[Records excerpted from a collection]

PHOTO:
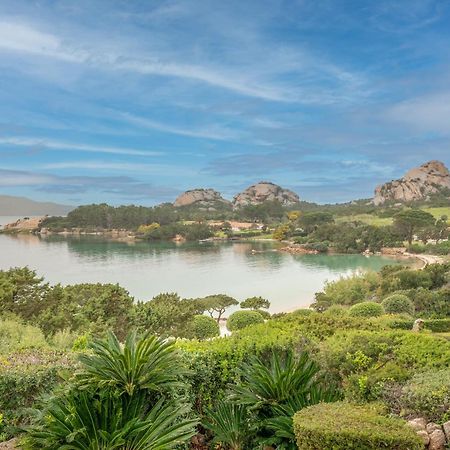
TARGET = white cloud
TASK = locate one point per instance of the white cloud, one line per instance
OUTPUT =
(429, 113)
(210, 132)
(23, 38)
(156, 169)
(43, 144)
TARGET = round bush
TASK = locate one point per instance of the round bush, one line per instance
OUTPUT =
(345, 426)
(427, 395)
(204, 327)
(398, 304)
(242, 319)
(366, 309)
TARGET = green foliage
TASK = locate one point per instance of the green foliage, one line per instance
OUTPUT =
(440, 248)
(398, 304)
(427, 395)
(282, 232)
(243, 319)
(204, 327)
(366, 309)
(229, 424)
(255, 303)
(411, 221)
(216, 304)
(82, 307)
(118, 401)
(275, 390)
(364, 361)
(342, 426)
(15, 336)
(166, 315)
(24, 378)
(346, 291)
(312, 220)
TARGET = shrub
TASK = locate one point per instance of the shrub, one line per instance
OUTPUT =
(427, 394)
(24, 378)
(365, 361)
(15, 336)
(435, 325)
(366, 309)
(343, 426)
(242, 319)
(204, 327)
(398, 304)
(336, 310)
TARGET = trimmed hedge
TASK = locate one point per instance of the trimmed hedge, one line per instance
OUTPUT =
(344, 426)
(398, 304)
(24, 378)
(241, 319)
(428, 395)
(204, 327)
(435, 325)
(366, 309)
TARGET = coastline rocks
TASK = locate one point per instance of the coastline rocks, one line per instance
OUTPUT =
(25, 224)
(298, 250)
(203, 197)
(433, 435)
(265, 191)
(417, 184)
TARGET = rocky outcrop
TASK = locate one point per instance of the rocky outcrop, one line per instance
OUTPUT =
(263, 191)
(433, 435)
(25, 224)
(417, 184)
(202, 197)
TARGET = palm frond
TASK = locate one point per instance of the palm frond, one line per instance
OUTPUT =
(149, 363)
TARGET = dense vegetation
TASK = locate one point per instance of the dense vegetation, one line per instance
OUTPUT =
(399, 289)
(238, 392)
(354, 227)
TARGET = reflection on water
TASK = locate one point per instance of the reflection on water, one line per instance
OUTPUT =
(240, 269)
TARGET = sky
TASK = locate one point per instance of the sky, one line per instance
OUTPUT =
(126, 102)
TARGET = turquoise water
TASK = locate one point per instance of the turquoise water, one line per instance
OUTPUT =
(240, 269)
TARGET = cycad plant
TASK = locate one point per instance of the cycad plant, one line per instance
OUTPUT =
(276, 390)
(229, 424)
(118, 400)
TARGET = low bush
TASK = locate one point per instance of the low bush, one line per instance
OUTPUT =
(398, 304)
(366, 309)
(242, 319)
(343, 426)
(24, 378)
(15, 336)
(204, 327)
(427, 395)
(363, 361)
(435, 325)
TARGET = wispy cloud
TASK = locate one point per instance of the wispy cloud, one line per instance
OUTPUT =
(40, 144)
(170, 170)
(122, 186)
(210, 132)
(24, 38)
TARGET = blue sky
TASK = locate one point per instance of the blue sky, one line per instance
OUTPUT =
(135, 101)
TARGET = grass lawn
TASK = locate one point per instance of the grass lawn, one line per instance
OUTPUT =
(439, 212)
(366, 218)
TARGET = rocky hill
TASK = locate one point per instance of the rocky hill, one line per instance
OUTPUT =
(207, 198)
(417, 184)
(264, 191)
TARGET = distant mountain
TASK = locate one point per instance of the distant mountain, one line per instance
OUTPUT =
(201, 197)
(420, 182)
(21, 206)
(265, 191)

PROBLEM =>
List the lines of the records where "trimmed" occurs.

OUTPUT =>
TARGET = trimmed hedge
TASK = locate one point per instance of the trimmed hedge, one line per instance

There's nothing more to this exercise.